[Free-text object descriptions]
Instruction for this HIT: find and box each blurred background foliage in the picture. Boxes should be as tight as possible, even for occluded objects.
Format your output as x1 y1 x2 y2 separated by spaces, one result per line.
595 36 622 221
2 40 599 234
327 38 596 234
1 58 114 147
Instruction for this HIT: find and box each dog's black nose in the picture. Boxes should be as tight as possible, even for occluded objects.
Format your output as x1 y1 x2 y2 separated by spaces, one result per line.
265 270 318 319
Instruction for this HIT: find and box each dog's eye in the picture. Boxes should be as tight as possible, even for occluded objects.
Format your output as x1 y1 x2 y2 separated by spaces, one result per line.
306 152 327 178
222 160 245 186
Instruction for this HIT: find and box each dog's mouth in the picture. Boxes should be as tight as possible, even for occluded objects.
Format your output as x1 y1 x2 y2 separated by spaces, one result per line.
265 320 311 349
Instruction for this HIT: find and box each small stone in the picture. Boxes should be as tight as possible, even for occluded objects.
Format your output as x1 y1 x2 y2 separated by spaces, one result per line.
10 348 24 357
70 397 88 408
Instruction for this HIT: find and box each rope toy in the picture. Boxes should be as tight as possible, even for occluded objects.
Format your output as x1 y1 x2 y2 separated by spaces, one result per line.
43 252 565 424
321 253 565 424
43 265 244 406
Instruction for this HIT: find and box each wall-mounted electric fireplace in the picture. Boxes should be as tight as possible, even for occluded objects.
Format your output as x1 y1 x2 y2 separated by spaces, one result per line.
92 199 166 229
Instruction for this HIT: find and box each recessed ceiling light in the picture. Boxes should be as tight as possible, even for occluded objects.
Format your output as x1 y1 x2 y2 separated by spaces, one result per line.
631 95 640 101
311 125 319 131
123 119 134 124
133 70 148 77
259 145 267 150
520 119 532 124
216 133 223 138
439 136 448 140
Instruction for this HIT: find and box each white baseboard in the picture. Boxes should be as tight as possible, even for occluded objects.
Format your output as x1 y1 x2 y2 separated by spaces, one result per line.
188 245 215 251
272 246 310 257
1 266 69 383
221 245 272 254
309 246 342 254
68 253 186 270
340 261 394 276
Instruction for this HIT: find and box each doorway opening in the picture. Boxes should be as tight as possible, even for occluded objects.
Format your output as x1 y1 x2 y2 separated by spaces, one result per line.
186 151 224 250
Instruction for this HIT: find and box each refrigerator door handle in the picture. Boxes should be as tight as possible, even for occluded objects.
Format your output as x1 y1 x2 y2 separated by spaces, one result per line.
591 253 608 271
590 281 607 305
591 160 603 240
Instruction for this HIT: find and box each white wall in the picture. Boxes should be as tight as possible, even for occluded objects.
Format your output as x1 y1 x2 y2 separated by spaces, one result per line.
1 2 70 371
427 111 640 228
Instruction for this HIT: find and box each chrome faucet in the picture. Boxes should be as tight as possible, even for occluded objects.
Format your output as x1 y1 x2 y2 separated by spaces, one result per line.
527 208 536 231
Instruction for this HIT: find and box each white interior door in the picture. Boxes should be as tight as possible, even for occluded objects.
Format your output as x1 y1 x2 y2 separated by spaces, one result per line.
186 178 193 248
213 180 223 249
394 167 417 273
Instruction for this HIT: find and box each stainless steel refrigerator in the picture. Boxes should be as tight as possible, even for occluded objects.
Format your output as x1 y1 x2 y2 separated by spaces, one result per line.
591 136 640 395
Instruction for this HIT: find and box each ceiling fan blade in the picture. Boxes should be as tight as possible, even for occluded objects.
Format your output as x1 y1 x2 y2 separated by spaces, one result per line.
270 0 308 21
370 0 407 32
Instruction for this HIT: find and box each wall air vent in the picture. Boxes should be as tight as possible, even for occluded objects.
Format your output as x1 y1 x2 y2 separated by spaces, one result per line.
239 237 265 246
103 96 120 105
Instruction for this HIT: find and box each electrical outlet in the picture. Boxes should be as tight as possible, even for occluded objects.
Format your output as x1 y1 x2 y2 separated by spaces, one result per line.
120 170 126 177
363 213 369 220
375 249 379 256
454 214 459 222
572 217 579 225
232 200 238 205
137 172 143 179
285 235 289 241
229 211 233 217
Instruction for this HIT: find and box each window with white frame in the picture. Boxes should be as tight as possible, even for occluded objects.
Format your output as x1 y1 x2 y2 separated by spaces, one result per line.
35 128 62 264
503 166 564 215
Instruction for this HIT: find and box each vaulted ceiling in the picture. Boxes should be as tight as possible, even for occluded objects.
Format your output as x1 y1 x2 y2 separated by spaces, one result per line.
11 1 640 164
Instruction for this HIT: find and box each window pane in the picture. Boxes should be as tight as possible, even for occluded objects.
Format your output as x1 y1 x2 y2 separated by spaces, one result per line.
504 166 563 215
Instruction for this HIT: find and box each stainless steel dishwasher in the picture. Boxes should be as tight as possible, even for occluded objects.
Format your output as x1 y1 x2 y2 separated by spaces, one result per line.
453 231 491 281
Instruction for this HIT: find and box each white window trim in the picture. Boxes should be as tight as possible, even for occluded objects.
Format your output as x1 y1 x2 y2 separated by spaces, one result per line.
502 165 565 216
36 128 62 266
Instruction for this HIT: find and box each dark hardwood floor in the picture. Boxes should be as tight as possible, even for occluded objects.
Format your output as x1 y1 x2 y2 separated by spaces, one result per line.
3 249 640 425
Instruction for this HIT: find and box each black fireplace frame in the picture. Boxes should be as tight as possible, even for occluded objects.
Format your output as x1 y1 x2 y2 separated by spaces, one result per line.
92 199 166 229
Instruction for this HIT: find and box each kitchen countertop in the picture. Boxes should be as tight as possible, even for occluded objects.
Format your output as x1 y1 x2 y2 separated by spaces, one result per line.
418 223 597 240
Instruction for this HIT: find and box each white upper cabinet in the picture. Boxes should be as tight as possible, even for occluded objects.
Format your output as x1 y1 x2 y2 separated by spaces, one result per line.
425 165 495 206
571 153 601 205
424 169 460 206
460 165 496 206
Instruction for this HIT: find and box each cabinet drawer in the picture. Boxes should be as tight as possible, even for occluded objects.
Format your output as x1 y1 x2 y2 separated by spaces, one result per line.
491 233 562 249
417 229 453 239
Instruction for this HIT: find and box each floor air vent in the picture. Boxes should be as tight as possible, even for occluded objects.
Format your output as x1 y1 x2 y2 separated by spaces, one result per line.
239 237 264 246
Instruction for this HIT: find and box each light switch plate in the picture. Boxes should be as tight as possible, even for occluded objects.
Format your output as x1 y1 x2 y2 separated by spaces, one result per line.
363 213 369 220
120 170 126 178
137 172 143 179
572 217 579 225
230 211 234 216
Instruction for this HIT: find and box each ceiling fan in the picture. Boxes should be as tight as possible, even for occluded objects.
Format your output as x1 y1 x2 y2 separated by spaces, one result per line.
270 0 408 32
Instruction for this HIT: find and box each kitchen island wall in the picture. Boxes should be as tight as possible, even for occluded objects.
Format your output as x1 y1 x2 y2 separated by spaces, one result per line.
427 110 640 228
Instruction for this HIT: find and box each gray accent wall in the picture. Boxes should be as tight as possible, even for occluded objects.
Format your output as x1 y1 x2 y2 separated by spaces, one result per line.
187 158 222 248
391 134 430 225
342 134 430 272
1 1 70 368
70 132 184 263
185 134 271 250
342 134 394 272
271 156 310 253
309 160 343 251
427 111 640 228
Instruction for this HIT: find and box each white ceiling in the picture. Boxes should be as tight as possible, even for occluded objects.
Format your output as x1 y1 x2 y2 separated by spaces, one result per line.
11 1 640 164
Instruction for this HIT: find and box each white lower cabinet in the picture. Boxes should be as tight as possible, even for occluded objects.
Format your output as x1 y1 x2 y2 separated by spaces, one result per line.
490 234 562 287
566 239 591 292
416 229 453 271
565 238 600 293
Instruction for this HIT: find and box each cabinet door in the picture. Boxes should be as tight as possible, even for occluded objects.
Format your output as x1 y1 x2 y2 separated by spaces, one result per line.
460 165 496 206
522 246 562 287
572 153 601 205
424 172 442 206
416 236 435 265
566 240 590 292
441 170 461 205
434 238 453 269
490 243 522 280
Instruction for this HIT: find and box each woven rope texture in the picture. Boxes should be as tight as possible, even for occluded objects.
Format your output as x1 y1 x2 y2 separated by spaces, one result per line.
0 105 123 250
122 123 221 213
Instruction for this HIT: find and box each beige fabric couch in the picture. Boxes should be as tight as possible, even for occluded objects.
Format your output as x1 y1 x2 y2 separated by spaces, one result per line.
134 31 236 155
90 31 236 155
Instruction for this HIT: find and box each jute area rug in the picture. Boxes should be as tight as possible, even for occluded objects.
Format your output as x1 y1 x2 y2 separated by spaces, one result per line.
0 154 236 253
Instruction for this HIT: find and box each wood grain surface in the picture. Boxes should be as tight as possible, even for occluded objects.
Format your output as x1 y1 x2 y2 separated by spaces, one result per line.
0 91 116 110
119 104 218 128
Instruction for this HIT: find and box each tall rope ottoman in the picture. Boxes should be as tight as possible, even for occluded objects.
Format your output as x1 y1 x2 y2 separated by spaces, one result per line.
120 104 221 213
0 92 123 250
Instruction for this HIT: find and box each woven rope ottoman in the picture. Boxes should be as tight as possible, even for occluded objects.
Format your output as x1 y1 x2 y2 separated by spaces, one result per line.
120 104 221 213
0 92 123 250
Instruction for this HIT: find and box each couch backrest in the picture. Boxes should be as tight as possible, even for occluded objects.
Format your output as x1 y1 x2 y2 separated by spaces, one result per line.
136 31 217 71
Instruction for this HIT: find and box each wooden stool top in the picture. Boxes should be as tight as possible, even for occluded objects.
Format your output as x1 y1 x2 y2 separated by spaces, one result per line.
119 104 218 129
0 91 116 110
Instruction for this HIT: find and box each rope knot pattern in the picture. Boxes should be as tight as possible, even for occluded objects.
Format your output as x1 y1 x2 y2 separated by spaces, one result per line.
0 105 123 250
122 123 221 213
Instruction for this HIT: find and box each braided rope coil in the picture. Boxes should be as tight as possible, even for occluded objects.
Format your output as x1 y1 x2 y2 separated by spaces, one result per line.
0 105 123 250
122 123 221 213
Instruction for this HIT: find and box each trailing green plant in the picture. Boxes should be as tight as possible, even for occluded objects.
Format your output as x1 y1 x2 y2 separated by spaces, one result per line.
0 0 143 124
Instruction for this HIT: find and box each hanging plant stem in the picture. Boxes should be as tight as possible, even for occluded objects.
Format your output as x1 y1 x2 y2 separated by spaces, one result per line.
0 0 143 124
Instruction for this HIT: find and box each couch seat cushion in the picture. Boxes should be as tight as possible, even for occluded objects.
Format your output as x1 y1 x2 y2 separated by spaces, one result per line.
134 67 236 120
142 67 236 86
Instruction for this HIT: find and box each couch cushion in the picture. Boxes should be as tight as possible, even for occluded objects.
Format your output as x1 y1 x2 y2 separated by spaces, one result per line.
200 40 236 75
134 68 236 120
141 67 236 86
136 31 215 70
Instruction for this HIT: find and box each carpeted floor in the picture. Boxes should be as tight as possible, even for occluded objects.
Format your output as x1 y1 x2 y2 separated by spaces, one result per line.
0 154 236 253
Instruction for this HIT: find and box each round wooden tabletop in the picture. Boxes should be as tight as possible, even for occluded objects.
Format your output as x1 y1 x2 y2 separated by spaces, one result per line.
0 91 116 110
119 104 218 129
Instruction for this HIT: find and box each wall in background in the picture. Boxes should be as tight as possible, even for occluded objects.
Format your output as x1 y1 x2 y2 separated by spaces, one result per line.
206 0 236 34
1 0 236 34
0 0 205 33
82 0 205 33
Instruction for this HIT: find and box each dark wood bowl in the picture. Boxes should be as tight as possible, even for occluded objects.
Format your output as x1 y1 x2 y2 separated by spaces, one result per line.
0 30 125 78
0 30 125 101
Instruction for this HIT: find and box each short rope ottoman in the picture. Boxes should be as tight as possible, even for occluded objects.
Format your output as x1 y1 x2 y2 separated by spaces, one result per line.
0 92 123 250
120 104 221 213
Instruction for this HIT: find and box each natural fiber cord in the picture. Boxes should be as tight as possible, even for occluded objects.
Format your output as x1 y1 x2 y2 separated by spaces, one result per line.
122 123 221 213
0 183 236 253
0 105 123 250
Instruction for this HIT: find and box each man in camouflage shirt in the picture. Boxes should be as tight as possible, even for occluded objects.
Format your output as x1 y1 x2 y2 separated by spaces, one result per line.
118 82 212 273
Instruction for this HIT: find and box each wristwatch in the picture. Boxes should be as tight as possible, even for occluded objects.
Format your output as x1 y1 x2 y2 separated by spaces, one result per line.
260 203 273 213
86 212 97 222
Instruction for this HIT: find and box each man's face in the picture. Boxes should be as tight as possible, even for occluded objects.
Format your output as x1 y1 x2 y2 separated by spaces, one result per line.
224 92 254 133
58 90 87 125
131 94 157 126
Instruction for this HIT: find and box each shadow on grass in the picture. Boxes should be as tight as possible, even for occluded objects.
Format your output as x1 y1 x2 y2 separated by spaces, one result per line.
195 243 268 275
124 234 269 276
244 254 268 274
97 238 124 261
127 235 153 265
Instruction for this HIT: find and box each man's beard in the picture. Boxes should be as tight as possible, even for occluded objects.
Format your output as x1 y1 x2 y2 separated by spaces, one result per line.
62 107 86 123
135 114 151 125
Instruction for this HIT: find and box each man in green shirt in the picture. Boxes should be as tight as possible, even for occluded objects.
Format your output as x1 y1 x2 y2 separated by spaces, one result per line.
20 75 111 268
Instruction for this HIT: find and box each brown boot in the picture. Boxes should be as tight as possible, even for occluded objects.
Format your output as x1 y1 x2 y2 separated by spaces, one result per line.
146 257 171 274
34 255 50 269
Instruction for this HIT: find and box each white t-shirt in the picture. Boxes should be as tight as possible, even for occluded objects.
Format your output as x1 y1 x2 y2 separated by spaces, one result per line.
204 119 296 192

> _PROBLEM REQUIREMENTS_: Find all lines in the records that hold the word "ottoman". Copy them.

> _FINAL ANSWER_:
Instruction for this HIT: find and box each tall rope ottoman in the picture. Boxes should be as tight as possible, even for occluded objects.
Instruction for this HIT: find and box each woven rope ottoman in the picture. Boxes should be as tight as possible, even for occluded objects.
Instruction for this HIT: find and box each short rope ottoman in the picture. Boxes should be as tight as possible, even for occluded objects.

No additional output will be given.